What the task asks =
Extend the essay on how networking professionals are judged in the digital era, beginning right after its last sentence; it appears first, ahead of the listing.

Source text =
▼▼▼
How Will You Be Judged as a Networker in the Digital Era?

I’ve been involved in networking for quite a long time now. How long? Do the terms ARPANET or SNA mean anything to you? I can even remember a time when there was no Cisco Systems. Hard to imagine for most of you, I would bet.

As you would think, I have seen a multitude of changes in networking technology—some good, some bad, and some just plain ugly—over my three-decade career as engineer, analyst, consultant, and educator. Curiously and, at times, frustratingly, I have seen far fewer changes in how networking professionals are judged as individual contributors or IT managers. It’s not that the job role for networkers has not changed, or intensified, or increased in value over the last 30 years. It certainly has across many fronts. It’s just that there has not been much of a shift in how networking professionals are judged by their management and their organization.

 

Digital Business + DevOps = New Ball Game for the Networking Pro

This situation seems to be changing as we witness all organizations moving to a digital business model and most, if not all, IT organizations moving to a team-centered DevOps operating structure. These two movements combined are driving altered views of the value of the technology professional.
▲▲▲
Information provided =
▼▼▼
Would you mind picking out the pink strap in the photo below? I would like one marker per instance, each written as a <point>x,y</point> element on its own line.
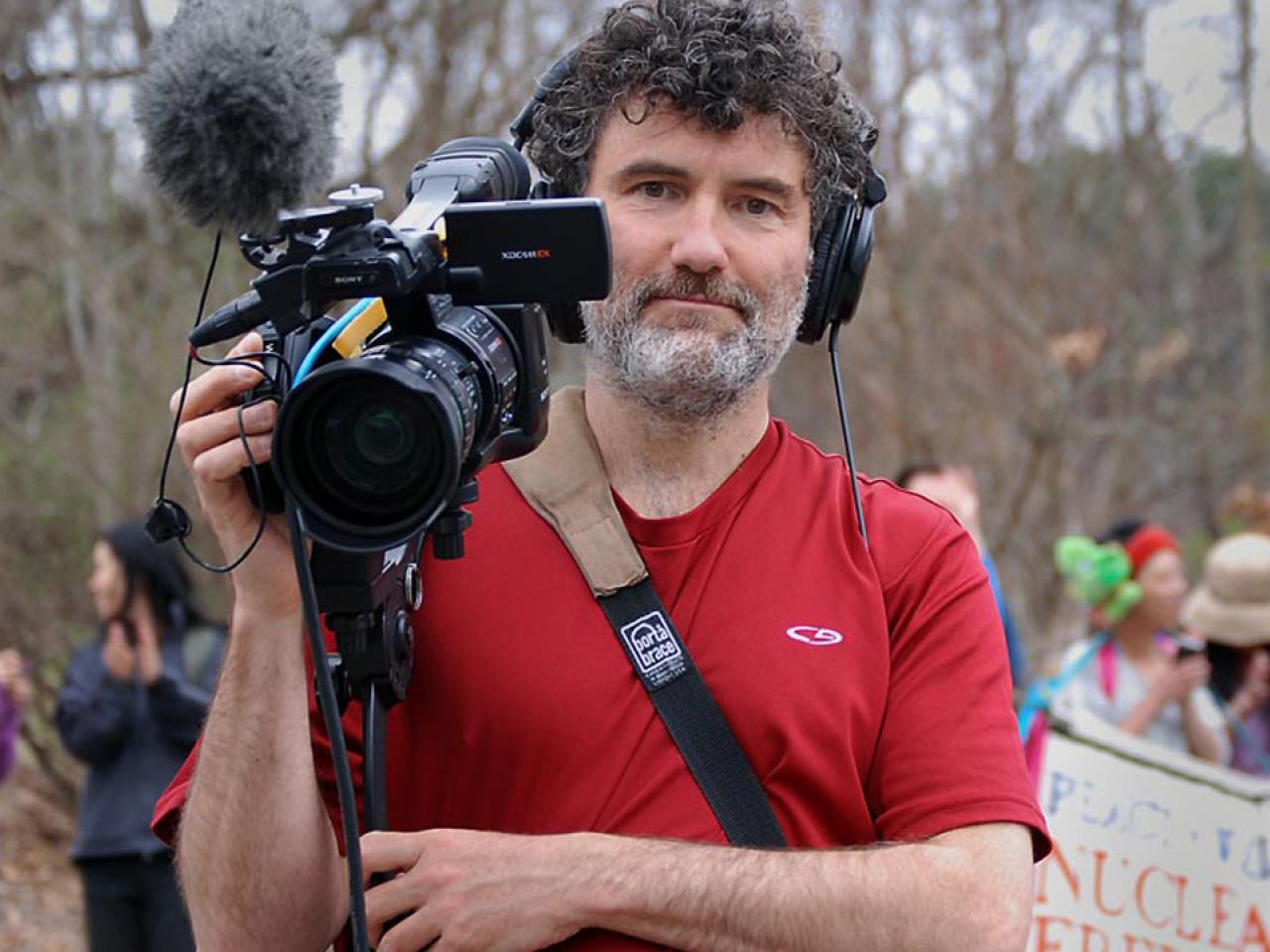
▲▲▲
Output of the task =
Let’s look at what this means for the networking professional. The following list offers 10 ways in which you will be judged differently in the years to come:

Number 1

Project/program involvement: Where have we been? In the past, value equated to the number of sites, devices, ports, interfaces, and users supported. More items. More value. With digital business, it’s the number of projects and programs you are assigned to—and the criticality of those assigned projects and programs. Examine the heightened value of skills relating to successful project delivery or program execution. Project management, team collaboration, cross-technology knowledge, “client” consulting … these are all skills that increase your value to projects and programs. They are the skills that keep project/program managers coming back to you for support. That constant demand for your participation is not lost on your management.

Number 2

Network readiness: Where have we been? In the past, value equated to solid network uptimes, response times, and mean-time repair rates. Today, network availability is table stakes. Lose the network more than a couple of times and you lose your job. With digital business, data flows, application demands, and security threats come and go like the wind. Your network must bend with these winds. This means that your network needs to be ready for anything at a moment’s notice. Such agility requires a host of key skills and actions from you. And simply overbuilding—and overspending—is not the preferred option. Here, accurate traffic management, flexible configurations, protective services, etc., prepare your network in advance of demands—not in reaction.

“Companies are not doing digital primarily to cut costs. They may save money along the way, but growing the business is far more important than saving money.”

Number 3

Business outcomes: Where have we been? In the past, value equated to control over—or even cutting—the network budget. In the digital age, business outcomes have become the focal point for all technology-driven initiatives. This is not to say we can blow away the network budget while driving the right business outcomes. But it does say that management increasingly values the right business outcome over saving money.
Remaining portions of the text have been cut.